##### Records for this exercise #####

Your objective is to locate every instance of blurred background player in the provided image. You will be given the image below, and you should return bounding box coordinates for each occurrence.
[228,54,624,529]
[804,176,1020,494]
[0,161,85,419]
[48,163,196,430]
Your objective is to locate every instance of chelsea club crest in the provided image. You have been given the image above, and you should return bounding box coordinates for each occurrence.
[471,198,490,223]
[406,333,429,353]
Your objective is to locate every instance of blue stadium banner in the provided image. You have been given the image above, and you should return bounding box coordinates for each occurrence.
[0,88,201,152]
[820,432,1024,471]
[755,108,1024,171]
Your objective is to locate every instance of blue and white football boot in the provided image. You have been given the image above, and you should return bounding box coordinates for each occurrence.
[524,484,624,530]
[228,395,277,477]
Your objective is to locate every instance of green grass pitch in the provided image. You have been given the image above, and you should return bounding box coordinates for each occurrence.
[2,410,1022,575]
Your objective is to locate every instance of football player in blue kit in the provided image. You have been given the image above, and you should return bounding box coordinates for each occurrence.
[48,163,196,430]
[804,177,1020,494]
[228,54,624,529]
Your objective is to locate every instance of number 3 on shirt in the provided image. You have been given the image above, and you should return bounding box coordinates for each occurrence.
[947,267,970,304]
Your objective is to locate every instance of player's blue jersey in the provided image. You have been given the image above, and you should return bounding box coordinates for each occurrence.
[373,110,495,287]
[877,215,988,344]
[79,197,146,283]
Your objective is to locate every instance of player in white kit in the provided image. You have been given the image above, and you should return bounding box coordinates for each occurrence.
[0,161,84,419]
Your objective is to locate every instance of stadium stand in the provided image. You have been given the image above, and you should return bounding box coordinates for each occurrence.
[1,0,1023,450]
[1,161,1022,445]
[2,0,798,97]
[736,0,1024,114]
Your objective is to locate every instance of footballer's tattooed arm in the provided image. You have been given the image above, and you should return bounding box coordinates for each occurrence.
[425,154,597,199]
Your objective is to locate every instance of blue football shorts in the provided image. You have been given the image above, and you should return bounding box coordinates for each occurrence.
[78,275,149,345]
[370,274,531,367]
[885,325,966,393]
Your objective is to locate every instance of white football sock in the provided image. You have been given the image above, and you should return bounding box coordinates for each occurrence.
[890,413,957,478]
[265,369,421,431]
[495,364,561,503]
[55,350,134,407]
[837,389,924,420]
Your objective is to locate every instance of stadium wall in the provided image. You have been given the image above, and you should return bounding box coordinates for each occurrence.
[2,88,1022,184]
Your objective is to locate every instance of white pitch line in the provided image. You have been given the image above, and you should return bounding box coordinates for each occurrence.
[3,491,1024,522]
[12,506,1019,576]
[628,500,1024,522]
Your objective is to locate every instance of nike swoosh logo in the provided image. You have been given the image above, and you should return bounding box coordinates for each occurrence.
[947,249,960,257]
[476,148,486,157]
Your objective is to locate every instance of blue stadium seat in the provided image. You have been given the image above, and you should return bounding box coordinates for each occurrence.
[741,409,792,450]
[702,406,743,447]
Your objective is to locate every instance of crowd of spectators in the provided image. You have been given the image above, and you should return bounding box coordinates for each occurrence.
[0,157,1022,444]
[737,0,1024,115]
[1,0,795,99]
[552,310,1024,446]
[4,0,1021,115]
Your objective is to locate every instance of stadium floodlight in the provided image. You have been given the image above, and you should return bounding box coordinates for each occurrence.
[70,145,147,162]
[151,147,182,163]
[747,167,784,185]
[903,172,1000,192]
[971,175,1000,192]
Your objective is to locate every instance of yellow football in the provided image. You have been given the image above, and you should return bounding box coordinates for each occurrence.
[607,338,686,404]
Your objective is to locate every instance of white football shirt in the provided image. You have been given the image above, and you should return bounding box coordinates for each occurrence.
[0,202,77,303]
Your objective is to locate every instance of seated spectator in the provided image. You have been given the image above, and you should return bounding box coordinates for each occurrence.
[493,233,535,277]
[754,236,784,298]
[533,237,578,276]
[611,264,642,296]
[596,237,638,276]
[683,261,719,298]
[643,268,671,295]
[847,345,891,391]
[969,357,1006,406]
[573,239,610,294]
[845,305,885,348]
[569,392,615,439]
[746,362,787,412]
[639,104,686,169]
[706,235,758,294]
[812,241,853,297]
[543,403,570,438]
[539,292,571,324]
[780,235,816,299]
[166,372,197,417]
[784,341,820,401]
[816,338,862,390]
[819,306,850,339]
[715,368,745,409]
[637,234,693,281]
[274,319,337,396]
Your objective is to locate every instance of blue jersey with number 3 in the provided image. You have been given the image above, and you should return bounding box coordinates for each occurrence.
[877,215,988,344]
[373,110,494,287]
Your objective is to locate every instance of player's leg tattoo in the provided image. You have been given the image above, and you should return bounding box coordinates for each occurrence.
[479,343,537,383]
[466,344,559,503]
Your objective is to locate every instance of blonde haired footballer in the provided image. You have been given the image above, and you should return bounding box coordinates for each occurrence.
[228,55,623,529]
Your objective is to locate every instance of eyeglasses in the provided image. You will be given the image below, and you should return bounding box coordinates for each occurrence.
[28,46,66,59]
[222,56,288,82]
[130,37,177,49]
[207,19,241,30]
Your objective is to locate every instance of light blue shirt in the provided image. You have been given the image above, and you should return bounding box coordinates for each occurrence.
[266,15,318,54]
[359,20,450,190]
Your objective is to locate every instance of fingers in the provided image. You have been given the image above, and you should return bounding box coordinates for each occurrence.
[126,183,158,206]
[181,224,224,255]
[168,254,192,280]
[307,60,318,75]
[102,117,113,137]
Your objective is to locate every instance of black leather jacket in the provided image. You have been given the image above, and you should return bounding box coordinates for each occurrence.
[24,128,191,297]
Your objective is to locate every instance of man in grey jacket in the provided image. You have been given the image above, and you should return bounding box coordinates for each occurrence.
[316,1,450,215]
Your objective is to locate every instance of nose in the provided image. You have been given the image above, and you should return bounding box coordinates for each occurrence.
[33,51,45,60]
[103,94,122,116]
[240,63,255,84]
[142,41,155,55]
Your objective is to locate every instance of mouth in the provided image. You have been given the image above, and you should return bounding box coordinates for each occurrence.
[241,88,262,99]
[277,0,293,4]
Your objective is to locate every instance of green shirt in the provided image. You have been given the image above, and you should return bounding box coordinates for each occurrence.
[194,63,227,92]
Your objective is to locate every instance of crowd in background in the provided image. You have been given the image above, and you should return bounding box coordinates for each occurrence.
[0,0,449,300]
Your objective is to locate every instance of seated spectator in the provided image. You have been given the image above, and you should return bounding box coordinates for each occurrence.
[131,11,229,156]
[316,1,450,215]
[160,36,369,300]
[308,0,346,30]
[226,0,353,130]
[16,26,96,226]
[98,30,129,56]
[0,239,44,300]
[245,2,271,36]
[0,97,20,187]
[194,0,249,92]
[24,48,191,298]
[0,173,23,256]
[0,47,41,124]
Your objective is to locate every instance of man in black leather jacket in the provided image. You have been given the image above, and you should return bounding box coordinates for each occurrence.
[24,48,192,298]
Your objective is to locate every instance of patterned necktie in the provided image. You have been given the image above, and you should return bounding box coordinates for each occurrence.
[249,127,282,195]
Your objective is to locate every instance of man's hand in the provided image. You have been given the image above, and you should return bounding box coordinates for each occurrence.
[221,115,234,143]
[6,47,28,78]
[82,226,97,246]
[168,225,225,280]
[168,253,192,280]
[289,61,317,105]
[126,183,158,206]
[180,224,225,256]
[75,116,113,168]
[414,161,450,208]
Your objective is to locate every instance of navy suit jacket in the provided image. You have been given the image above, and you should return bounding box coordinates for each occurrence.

#####

Activity:
What is needed is a faithful transcription of every entry.

Your response:
Your objective is to locate every instance of blurred background player in the provided image. You will be given the image below, and you should return bounding box coordinates for each occurrence.
[228,54,624,529]
[804,176,1020,494]
[0,161,85,419]
[48,163,196,430]
Your objective is to locate every instance of chelsea club crest in the provided image. You have been given the image above, and you should return bounding box coordinates for each occurrence.
[471,198,490,223]
[406,333,429,353]
Your objective is to locate every instance of blue stadium banner in the provided image. You have been given the image above, and you should return bounding box coordinates for each occurrence.
[0,88,201,152]
[820,432,1024,471]
[755,108,1024,171]
Your objective is to locate every instance of blue and white football boot in the provided image. You have been given the image above, and you should return bounding box coordinates for each occurrence.
[524,484,624,530]
[228,395,277,477]
Your objective is to locate every instance of green grass pitch in the provided image. You have been given the image above, and you should return bounding box coordinates for each occurrence.
[2,410,1022,575]
Your objective is to locate every instance of football player in blue kit in the provided image. You have been given the image above, and you should return bounding box coordinates for each occurrence.
[48,163,196,430]
[804,177,1020,494]
[228,54,624,529]
Your objective is to locate every instance of number 3 on shirt in the provided image. You have been given the image above, and you should return bounding box coordinates for each occurrence.
[947,267,970,304]
Your objective is to locate every instance of player's blue jersey in the provided image. You have been given the image above, and you should return bounding box coordinates for each occurrence.
[373,110,495,287]
[877,215,988,344]
[79,197,146,283]
Your objective is to locate every instance of player in white kit in the provided image. You have been given the image above, and you should return bounding box coordinates for each occurrence.
[0,161,84,419]
Your objective is to locate every instance of stadium stand in the provided image. You have been given the image above, and you should return bounding box coordinates for each occurrence.
[1,0,1023,450]
[1,161,1022,445]
[2,0,798,97]
[736,0,1024,114]
Your objective is to locate every instance of footballer's tattooed arm in the provided image. You have been given the image above, and you should return bounding box coordinates for each occurrence.
[425,154,597,199]
Your objective is to locate every instance of blue football shorts in the provided image. You have been given the image above, and you should return bounding box coordinates for each occurrence.
[78,275,149,345]
[370,274,531,367]
[885,325,966,393]
Your objective is to locate every instance of white football sock in the provided image. You have been given the image above, and you should return bounding box coordinates for each occurrence.
[890,413,957,478]
[265,369,421,431]
[495,364,561,503]
[55,350,134,407]
[837,389,924,420]
Your objective is to locate every instance of stadium wall in the provided image. You have been given the image above, and you should return bounding box coordinates for each occurrence.
[2,88,1022,184]
Your objective is to locate every instance of white pitch line in the provided image. You have been given the image above, and you should return bounding box coordinates for each occurrence.
[3,491,1024,522]
[12,506,1019,576]
[628,500,1024,522]
Your objective is to locate every instance of nike swoosh logo in the provided image. You have been given the image above, and you should return bounding box coordinates for each occurrence.
[947,249,960,257]
[476,148,486,157]
Your objective is to locate every instance of blue stadium seat in the provided image. You have been given the image above, and you should return bounding box coordinates for each occurrence.
[741,409,792,450]
[702,406,743,447]
Your objective is to locate every instance of crowd of spectators in the provided image. You have been given the image above, and you should return bounding box coordinates for each occurrence.
[0,157,1022,444]
[737,0,1024,115]
[1,0,795,99]
[552,310,1024,446]
[4,0,1021,115]
Your objective is to locate every instance of stadium floodlight in the provided image. You have been given the image above, and you should return bounding box coordinates for each occurrence.
[70,145,147,162]
[151,147,182,163]
[747,167,784,185]
[903,172,1000,192]
[971,175,1000,192]
Your objective is to locate every instance of yellow football in the provided image. You have been given the image above, and you should return bounding box coordinates for each occurrence.
[607,338,686,404]
Your objective is to locate every instance of white football shirt in the provided image. You have been given the image above, and you should return bounding box coordinates for each occurrence.
[0,202,77,303]
Your objective is to locate every instance of seated spectator in the provided image. You have been given the image above, and you should return bounding box coordinates for each occurrence.
[493,233,535,277]
[754,236,784,298]
[533,237,578,276]
[611,264,642,296]
[596,237,638,276]
[683,261,719,298]
[643,268,671,295]
[847,345,891,391]
[969,357,1006,406]
[573,239,610,294]
[845,305,885,348]
[569,392,615,439]
[746,362,787,412]
[639,104,686,169]
[706,235,758,294]
[812,241,853,297]
[543,403,570,438]
[539,292,571,324]
[780,235,816,299]
[166,372,197,417]
[784,341,820,401]
[816,338,862,390]
[819,306,850,339]
[715,368,745,409]
[637,234,693,281]
[274,319,337,396]
Your objective is to locate every instance of blue jersey with number 3 in the provided image. You have been given the image above, and you should return bounding box coordinates for each occurrence.
[877,215,988,344]
[373,110,494,287]
Your objective is to locate every instance of player's leg tattoo in the provided image. You have been given the image above, and you should return bounding box coordinates for each occurrence.
[479,343,537,383]
[466,344,559,503]
Your objective is to locate every instance of blonde haired footballer in the provided image. You have been given the image above, and you should return bounding box coordinates for each occurrence.
[228,55,623,529]
Your objective is to locate every instance of eyeglasses in the provided image. You will be given the image below, and you should return bounding box coordinates for each occurrence.
[28,46,66,59]
[222,56,288,82]
[130,37,177,49]
[207,19,241,30]
Your objective is to locate every instance of light blue shirt in the provided image. You have been given the image above, and you should return bounding box coordinates for each occurrence.
[266,15,318,54]
[359,20,450,190]
Your objective is to locate every instance of fingers in the provided image. You have been given the image above, and you should return bounding box coordinates for each occurrence.
[126,183,158,206]
[181,224,224,255]
[168,254,192,280]
[307,60,318,75]
[102,117,113,137]
Your objective is to locate every instance of black leather jacket in the provided image. You have been given the image above, and you should return bounding box coordinates for each occurrence.
[24,128,191,297]
Your objective is to locate every instance of man in grey jacket in the provided image. You have been given the image above, and you should return bounding box coordinates for each occurrence.
[316,1,450,215]
Your objective is to locate every instance of nose in the provided image. You have been given the image above, and you should return bounding box coordinates for each occurrence.
[33,51,45,60]
[103,94,122,116]
[240,63,255,84]
[142,41,155,55]
Your objective is to locate every instance of mouth in the provided image. You have been given the image above, and you should return bounding box coordinates for each occurrence.
[241,88,262,99]
[277,0,293,4]
Your objective is to locate every instance of green shirt in the provided image. You have been given the image above, and you should return bounding box coordinates for each occurrence.
[194,63,227,92]
Your objective is to locate every instance of crowd in background in the provided image. You have been given the image above, and you should return bounding box coordinates for each occurrence.
[0,0,449,300]
Your objective is to locate every instance of seated spectator in the provided image. You have been given the image above, and you should return bounding box coordinates for each occurrence.
[131,11,229,156]
[316,1,450,215]
[160,36,369,300]
[308,0,346,30]
[226,0,353,130]
[16,26,96,226]
[98,30,129,56]
[0,239,44,300]
[245,2,271,36]
[0,97,20,187]
[194,0,249,92]
[24,48,191,298]
[0,173,23,256]
[0,47,41,124]
Your objective is to locate every instance of man in black leather jacket in the provided image. You have been given the image above, and you should return bounding box coordinates for each occurrence.
[24,48,192,298]
Your objective is to locate every instance of patterned necktie in the provided image. You have been given the image above, and you should return bounding box coordinates for each occurrence.
[249,127,282,195]
Your objective is to locate every instance of man's hand in the provided image. You have been given the image above, and you should return bounding box coordinates for each occurrence.
[221,115,234,143]
[6,47,28,78]
[82,226,97,246]
[168,225,225,280]
[168,253,192,280]
[289,61,317,105]
[126,183,158,206]
[180,224,225,256]
[75,116,113,168]
[414,161,450,208]
Your objective is to locate every instance of navy suit jacket in the provided image. You have been given the image above, and you should return bounding box coordinates for each occurrence.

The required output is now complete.